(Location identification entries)
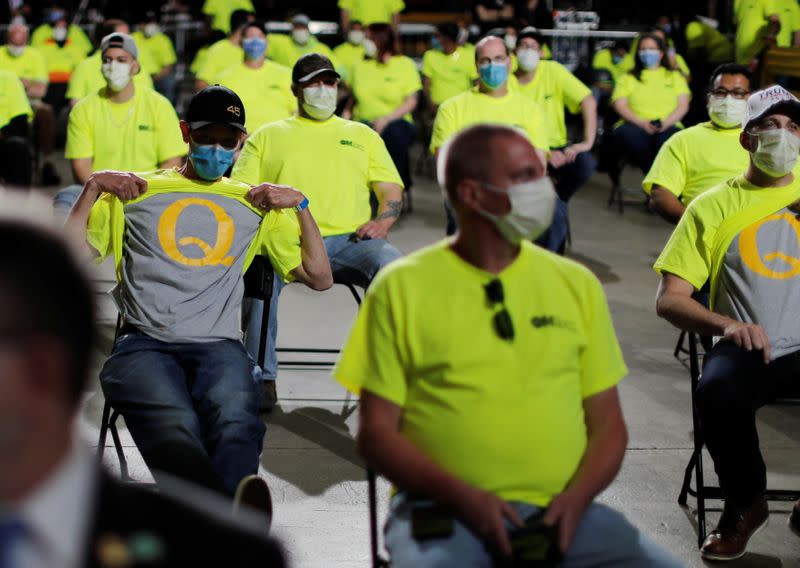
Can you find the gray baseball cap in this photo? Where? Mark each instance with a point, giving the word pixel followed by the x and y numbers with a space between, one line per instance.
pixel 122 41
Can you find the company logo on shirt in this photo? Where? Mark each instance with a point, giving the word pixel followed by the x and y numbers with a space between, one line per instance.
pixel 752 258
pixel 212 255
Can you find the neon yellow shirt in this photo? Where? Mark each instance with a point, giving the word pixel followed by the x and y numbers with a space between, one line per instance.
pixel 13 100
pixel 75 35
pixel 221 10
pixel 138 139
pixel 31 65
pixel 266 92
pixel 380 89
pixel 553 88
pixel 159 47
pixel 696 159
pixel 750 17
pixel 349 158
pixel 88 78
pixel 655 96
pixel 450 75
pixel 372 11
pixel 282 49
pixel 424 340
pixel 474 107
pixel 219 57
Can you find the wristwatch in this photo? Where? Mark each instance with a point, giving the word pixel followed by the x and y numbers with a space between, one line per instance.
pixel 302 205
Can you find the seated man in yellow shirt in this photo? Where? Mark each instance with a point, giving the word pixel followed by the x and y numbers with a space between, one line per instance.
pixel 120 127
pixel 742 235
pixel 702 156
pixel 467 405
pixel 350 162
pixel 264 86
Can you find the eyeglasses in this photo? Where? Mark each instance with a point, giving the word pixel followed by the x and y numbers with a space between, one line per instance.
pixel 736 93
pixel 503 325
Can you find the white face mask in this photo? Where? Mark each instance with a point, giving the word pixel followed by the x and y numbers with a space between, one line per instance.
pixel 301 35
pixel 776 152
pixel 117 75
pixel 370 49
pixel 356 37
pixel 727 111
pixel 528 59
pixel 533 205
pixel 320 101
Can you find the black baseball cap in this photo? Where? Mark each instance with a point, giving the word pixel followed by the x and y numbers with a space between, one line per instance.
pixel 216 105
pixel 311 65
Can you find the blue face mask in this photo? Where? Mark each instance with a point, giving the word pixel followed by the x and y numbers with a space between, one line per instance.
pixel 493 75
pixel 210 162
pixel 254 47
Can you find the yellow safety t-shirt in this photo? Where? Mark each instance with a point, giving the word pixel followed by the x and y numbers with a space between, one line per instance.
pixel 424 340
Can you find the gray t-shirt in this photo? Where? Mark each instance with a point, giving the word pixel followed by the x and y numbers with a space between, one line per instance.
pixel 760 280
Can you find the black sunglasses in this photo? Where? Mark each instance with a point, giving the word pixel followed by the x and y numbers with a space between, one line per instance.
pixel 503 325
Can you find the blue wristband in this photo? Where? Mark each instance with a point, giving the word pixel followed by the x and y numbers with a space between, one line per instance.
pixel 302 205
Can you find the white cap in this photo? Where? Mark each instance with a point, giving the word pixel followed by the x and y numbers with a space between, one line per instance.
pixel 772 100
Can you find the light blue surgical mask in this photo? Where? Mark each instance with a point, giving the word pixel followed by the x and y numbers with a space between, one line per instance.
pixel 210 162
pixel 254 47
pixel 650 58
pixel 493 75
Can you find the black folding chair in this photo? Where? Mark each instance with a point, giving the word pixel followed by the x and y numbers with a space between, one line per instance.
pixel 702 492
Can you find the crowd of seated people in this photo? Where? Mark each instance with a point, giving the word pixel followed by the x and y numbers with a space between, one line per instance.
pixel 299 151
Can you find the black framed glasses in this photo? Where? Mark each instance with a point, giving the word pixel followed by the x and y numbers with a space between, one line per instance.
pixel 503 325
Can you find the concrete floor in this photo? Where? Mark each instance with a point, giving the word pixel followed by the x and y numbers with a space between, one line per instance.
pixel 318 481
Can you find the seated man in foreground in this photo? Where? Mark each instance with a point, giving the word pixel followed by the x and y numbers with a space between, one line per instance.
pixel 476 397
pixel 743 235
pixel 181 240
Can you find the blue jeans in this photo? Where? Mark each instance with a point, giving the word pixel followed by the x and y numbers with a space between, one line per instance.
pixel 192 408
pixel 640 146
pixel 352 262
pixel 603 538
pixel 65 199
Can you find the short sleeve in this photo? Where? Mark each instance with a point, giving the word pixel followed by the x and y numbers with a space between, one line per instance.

▶ Required work:
Can you reproduce every one of the entries above word for word, leaving the pictures out of your answer?

▶ Exercise result:
Can you find the gray baseball cap in this photo? Where? Mark each instance with a point, giving the word pixel followed by the x and y numbers with a space between, one line per instance.
pixel 122 41
Can you find the company logo on shirt in this photo? Where? Mark each instance with a point, giving the word pixel followed by the x and y numbers with a space between, one line per instance.
pixel 752 258
pixel 212 255
Can you find the neon yellow shirt in this photo? Where? Mark each instance with a point, giving the word pixel followed by the x and y numbers with a space between, one line per instance.
pixel 13 100
pixel 75 35
pixel 221 10
pixel 138 139
pixel 31 65
pixel 266 92
pixel 380 89
pixel 553 88
pixel 159 47
pixel 696 159
pixel 750 17
pixel 349 158
pixel 88 78
pixel 655 96
pixel 450 75
pixel 372 11
pixel 282 49
pixel 424 340
pixel 474 107
pixel 219 57
Can you find the wristwatch in this photo? Where? Mark each instance with a point, giving the word pixel followed by the x and y numbers with a space between, one line per instance.
pixel 302 205
Can you find the seated man in yellow shirt in this photo? Where? Mark each instance with a point, giving the word pixel followed by the x and y numbers with a space between, one line per instance.
pixel 120 127
pixel 742 235
pixel 702 156
pixel 467 405
pixel 350 162
pixel 264 86
Can you find the eyeglasses in this photo? Where? Mark each instance with a point, giving the word pixel followed by the x and y numbers with a space between, one line per instance.
pixel 736 93
pixel 503 325
Can you find the white face mask in this photo? Where? Mark each instance with a point, giving the word pixel followed by the x and y numbers with a space between, one line per instance.
pixel 301 35
pixel 776 152
pixel 117 75
pixel 370 49
pixel 356 37
pixel 727 111
pixel 528 59
pixel 533 205
pixel 320 101
Can you find the black baseball cap in this photo? Where? Mark each instance with a point, giving the word pixel followed by the x and y numbers with a space between, one line per instance.
pixel 216 105
pixel 311 65
Can you find the blue face mask in this photo? Where? Mark each instance with a point, giving the word pixel followed by the x and y numbers with a space between, one line per instance.
pixel 493 75
pixel 210 162
pixel 254 47
Can you find the yellow safety t-shirt in this photo? Where? Mark each instance with a point, giving the word pixel followed by the x and y numbers with a space between, one line per instance.
pixel 424 340
Can you find the gray t-shirt in this photo? Where? Mark each instance with a point, giving the word pixel followed by the x and y numbers with a space between, one line per instance.
pixel 760 280
Can you find the black sunglasses in this photo? Where? Mark each instance with a point, giving the word pixel followed by the x and y numbers with a space between, one line per instance.
pixel 503 325
Can you find the blue wristband in this photo? Where? Mark each instance with a point, giving the word pixel followed by the x and y numbers with a space between, one line per instance.
pixel 302 205
Can you find the white cap in this photo? Where? Mark each instance with a point, giving the word pixel followed by the x and y numbers with a space between, one line per instance.
pixel 772 100
Can you find the light blue surgical mask in this photo? Where? Mark each instance with a point, giving the word pixel followed by the x and y numbers with a space between, one line per instance.
pixel 210 162
pixel 254 47
pixel 650 58
pixel 493 75
Can you find the black folding chair in this photo? Where? Mark each instance with a point, giving the word pixel followed by the x and y numbers with a space between, one line per instance.
pixel 702 492
Can you find the crowd of seated people in this photo? Where? Mark each instance with a point, giving the word pixel followed by the x and y numbers with a space between, one line per instance.
pixel 299 151
Can you find the black framed glasses in this photo? Where? Mark each instance with a point, giving the word pixel followed by the x and y numbers with a space between, one line per instance.
pixel 503 325
Can you find the concrete floor in this photo? Where? Mark each instance with a point, giving the word pixel followed by the x and y numbers with a space between, one line per instance.
pixel 318 481
Can you find the seated man in foreground in this photo? Where? Mark each instance with a point, giving the word pixel followed by the x and y numbers with a space between, one line per instance.
pixel 476 397
pixel 743 235
pixel 181 240
Can you find the blue jeans in this photo? Where? Mark each instance with a point, giving the word pixel followed by the x and y numbers with a space between, one line per instance.
pixel 192 408
pixel 640 146
pixel 352 262
pixel 603 538
pixel 65 199
Can you find the short sleeve in this photo? Where? Mark each instance with a point, giving the word pixel followed by the x and y numbers with a space between, one line per instance.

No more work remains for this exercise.